Records from a point labeling set:
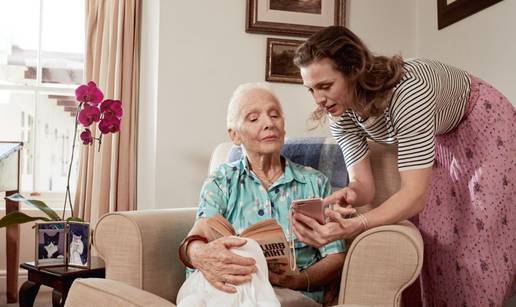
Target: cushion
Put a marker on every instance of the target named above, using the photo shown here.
(321, 153)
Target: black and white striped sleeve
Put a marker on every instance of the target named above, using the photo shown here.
(413, 117)
(351, 139)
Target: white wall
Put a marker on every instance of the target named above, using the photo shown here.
(483, 44)
(203, 54)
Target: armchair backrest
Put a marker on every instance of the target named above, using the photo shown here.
(325, 155)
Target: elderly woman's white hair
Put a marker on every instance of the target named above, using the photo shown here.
(236, 99)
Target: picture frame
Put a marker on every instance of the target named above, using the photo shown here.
(279, 66)
(78, 244)
(451, 11)
(293, 17)
(50, 244)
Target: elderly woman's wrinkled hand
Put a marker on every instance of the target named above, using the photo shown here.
(221, 267)
(339, 227)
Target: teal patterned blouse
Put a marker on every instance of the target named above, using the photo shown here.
(235, 192)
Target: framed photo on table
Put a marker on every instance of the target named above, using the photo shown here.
(293, 17)
(279, 66)
(50, 244)
(78, 244)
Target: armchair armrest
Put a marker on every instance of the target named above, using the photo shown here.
(140, 248)
(105, 292)
(380, 264)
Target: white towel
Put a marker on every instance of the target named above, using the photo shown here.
(197, 291)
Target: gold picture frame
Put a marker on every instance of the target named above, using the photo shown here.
(279, 66)
(293, 17)
(50, 249)
(451, 11)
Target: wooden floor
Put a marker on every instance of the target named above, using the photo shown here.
(44, 298)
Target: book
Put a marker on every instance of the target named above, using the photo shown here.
(269, 235)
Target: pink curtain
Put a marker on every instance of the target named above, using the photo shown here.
(107, 178)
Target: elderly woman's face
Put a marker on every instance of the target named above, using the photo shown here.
(260, 125)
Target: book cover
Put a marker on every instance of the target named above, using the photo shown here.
(269, 235)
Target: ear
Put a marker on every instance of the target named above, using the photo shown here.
(234, 136)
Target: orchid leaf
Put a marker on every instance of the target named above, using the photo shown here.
(37, 204)
(74, 219)
(15, 218)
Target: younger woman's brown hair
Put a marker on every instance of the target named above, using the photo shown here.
(371, 77)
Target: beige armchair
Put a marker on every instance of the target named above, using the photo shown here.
(143, 269)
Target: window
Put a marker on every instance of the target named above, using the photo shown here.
(41, 63)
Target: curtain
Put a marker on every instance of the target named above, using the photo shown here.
(107, 173)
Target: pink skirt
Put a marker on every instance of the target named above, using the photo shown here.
(469, 223)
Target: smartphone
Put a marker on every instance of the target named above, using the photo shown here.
(312, 207)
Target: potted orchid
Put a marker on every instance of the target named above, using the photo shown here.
(92, 108)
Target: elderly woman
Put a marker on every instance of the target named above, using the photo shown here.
(260, 186)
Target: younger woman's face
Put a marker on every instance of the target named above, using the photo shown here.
(327, 85)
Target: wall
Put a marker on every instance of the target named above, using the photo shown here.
(483, 44)
(204, 53)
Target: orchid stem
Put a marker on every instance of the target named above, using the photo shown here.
(68, 194)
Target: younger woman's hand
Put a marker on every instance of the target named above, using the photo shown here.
(340, 227)
(221, 267)
(343, 197)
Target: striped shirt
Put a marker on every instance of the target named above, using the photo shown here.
(429, 100)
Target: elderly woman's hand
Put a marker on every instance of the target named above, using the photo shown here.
(339, 227)
(219, 265)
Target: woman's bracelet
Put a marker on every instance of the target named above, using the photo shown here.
(363, 221)
(307, 281)
(183, 248)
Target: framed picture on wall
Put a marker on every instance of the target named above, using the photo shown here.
(451, 11)
(293, 17)
(279, 65)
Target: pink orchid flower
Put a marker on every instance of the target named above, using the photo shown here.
(89, 94)
(110, 107)
(109, 124)
(86, 137)
(88, 115)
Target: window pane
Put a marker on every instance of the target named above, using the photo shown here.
(55, 126)
(19, 23)
(62, 41)
(17, 124)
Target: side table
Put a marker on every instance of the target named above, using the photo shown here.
(59, 278)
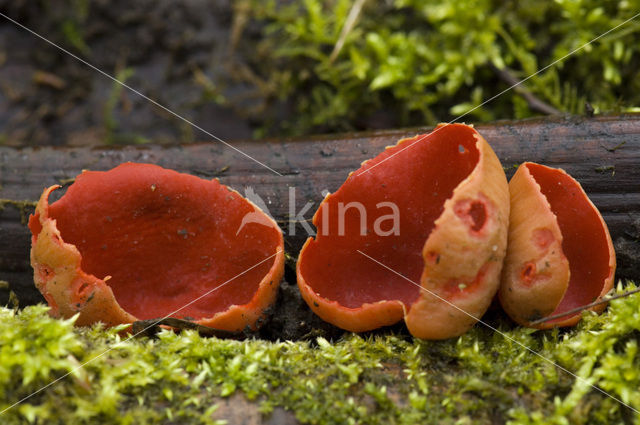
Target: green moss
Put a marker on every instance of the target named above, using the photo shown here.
(480, 377)
(424, 61)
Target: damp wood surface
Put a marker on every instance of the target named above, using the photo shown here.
(602, 153)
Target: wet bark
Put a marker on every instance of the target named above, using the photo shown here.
(602, 153)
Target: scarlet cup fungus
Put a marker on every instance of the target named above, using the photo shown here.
(140, 242)
(452, 202)
(560, 254)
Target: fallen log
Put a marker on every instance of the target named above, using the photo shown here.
(602, 153)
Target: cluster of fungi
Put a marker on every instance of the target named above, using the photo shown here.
(140, 242)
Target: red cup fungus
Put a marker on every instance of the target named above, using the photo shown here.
(434, 209)
(140, 242)
(559, 255)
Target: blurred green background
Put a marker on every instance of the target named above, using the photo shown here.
(253, 68)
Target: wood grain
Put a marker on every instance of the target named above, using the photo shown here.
(602, 153)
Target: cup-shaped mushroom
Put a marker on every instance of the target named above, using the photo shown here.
(560, 256)
(141, 242)
(419, 232)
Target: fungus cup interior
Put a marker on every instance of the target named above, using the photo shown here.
(417, 180)
(584, 234)
(165, 239)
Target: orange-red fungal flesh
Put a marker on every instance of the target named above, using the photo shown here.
(569, 262)
(440, 186)
(141, 242)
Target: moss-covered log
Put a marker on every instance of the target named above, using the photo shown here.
(602, 153)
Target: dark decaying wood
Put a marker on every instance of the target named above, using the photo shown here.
(603, 153)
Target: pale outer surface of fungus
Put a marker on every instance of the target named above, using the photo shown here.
(457, 289)
(69, 290)
(536, 271)
(465, 255)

## Problem details
Extract the lines of the records above without any changes. Begin at the line that contains "Target: cup-shaped mushroom" and stop after the final line of the records.

## Task output
Target: cup-shaped mushroom
Put a marker on every instance of the target named above, using the photo shown here.
(560, 256)
(141, 242)
(419, 232)
Target: fungus cup interior
Put a marker on every instance of the target named above, using the photo shown here.
(417, 180)
(584, 234)
(165, 239)
Target: orange-red fungal flesh
Put a marker on every instance of the target named above, using the photo shown here.
(569, 262)
(440, 186)
(141, 242)
Target: moss-covered log
Put a marker on every instance of the target named above, using the photo shown here.
(602, 153)
Target: dark decaying wood
Put a marker on every instance of the target named above, using the photo shown here.
(603, 153)
Target: pale outer surface of fungus
Put a marker on every instance of the target named above, using the photo shown here.
(457, 289)
(69, 290)
(536, 271)
(465, 255)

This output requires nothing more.